• Requirement
Looking at the data below, state how many lines contain "walking". No other words are wanted.

• Provided material
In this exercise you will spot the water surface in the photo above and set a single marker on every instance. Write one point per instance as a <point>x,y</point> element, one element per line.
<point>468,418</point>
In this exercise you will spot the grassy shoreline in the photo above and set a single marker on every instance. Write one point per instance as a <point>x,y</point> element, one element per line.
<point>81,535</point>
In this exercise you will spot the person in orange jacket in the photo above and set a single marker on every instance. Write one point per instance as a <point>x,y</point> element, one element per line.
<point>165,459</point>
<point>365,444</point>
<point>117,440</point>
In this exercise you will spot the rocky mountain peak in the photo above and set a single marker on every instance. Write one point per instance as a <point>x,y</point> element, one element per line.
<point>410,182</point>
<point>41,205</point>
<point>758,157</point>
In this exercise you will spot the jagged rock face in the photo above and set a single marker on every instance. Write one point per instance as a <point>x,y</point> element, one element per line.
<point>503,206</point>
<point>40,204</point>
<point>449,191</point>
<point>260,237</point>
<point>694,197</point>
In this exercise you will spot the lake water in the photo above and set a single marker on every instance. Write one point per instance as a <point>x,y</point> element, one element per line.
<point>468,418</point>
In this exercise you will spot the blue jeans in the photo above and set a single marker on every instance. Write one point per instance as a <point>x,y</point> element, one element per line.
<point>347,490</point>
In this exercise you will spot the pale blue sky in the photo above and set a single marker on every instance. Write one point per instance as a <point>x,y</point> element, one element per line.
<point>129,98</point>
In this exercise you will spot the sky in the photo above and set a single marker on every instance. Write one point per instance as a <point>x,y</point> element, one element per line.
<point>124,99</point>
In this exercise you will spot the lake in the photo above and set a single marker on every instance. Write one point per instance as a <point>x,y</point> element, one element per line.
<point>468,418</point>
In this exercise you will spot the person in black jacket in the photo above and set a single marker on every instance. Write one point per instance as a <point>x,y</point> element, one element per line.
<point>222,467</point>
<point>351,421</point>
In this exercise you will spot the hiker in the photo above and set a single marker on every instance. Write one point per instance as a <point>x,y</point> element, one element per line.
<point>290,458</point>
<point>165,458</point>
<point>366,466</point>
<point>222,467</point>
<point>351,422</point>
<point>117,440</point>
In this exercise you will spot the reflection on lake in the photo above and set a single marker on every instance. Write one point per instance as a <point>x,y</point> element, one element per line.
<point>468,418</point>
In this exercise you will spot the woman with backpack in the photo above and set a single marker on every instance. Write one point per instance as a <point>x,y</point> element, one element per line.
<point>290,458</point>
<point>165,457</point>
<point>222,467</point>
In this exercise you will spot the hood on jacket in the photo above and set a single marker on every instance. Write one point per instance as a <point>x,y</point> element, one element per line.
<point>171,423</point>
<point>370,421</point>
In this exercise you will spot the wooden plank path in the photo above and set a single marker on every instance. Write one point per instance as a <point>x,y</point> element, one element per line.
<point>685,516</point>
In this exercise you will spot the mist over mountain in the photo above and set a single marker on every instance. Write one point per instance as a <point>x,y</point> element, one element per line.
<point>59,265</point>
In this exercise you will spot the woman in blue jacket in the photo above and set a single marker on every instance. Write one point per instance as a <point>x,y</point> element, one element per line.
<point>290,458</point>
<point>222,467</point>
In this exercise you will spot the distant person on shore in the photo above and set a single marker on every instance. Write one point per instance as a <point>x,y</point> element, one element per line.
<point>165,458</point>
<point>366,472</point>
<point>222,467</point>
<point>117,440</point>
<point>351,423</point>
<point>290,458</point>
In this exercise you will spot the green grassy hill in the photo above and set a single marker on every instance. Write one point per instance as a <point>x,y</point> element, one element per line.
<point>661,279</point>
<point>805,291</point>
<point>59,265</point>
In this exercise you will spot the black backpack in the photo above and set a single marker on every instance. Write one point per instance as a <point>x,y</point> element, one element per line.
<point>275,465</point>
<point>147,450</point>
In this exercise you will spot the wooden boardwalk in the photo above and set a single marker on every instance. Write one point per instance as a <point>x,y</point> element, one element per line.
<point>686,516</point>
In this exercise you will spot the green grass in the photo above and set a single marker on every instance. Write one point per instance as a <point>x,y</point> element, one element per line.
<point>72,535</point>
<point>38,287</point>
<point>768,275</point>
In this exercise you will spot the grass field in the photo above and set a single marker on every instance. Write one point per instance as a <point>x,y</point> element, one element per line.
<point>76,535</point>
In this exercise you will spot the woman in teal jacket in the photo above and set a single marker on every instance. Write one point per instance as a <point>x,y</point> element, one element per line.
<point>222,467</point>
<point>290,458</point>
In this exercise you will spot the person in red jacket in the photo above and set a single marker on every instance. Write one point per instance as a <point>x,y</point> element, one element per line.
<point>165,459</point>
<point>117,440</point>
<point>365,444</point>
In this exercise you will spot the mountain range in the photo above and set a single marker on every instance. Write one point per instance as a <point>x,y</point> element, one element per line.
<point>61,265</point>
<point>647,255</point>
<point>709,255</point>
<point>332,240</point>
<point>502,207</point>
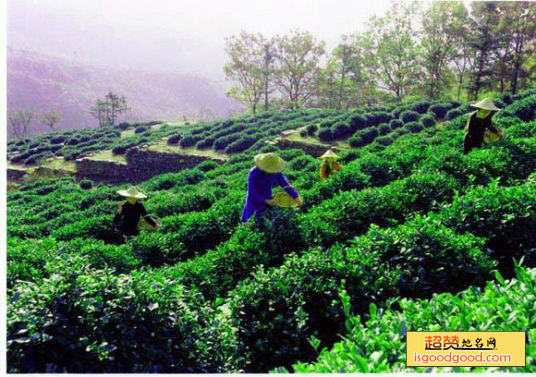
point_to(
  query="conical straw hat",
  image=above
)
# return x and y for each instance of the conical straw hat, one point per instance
(132, 192)
(329, 154)
(269, 162)
(486, 104)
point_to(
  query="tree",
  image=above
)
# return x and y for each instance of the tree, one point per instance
(268, 70)
(484, 41)
(50, 119)
(297, 66)
(439, 26)
(516, 38)
(107, 110)
(251, 67)
(344, 55)
(19, 122)
(396, 48)
(325, 85)
(364, 70)
(464, 55)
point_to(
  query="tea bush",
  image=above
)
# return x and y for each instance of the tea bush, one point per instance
(378, 344)
(409, 116)
(84, 320)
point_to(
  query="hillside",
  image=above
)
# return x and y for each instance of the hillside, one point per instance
(409, 216)
(43, 84)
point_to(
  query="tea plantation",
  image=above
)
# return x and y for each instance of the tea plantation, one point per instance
(411, 235)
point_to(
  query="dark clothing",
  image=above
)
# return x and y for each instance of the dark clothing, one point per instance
(328, 168)
(474, 131)
(127, 221)
(260, 186)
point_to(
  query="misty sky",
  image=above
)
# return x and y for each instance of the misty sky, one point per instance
(172, 35)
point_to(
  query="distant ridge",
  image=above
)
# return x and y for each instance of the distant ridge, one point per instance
(44, 83)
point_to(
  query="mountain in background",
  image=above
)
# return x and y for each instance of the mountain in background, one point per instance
(44, 83)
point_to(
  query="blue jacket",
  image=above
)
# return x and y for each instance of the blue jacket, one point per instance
(260, 186)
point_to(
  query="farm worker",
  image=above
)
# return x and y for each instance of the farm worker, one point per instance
(477, 124)
(266, 173)
(330, 164)
(129, 213)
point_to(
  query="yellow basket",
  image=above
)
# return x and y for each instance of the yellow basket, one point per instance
(282, 199)
(490, 137)
(143, 225)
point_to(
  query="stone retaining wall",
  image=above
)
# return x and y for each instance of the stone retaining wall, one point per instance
(16, 175)
(102, 170)
(314, 150)
(145, 164)
(141, 165)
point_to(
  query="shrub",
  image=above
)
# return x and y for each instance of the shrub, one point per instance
(303, 163)
(439, 110)
(505, 216)
(384, 140)
(99, 227)
(86, 184)
(73, 141)
(499, 103)
(395, 123)
(340, 130)
(223, 142)
(278, 311)
(371, 119)
(420, 107)
(325, 134)
(169, 180)
(207, 165)
(364, 351)
(241, 144)
(57, 140)
(85, 320)
(174, 139)
(432, 258)
(311, 129)
(524, 109)
(368, 135)
(350, 213)
(427, 120)
(409, 116)
(119, 150)
(156, 249)
(507, 99)
(187, 141)
(414, 127)
(358, 122)
(451, 114)
(206, 143)
(383, 117)
(384, 129)
(30, 161)
(356, 142)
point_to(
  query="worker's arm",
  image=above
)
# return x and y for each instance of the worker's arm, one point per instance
(258, 190)
(147, 217)
(117, 217)
(284, 183)
(490, 126)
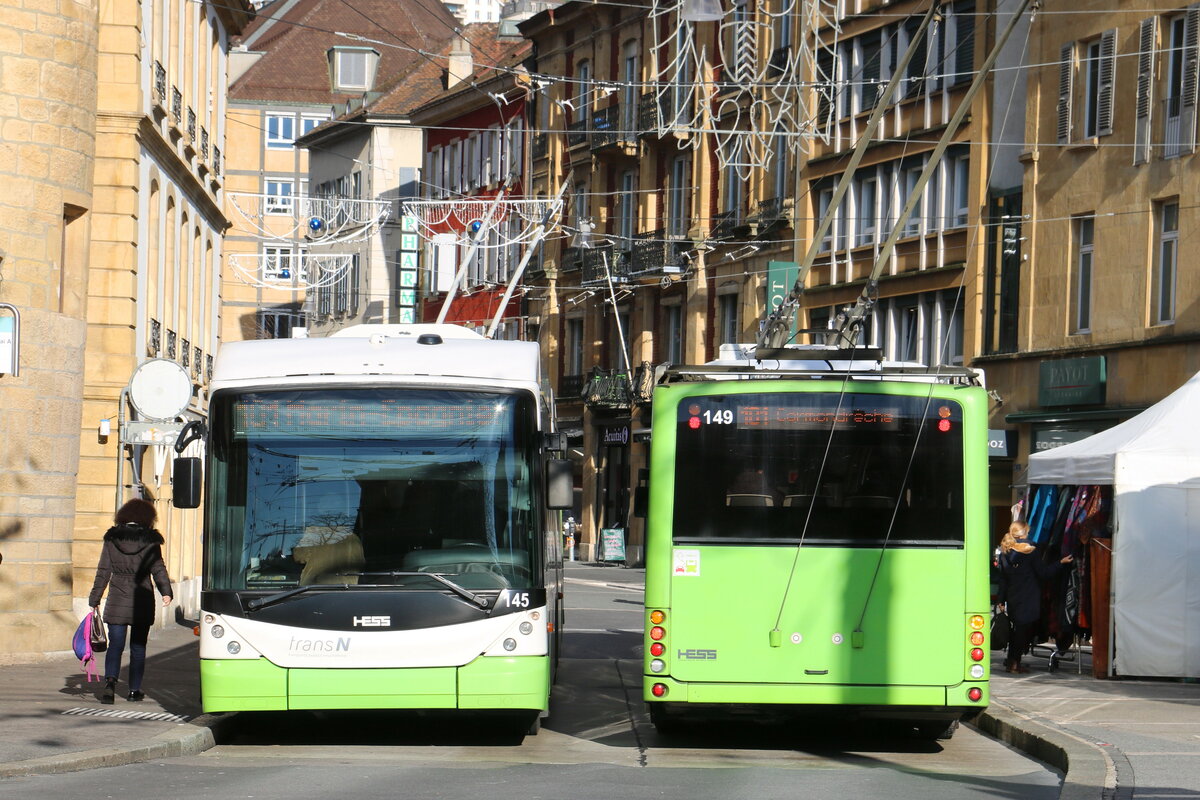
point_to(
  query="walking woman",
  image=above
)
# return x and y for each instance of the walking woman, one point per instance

• Result
2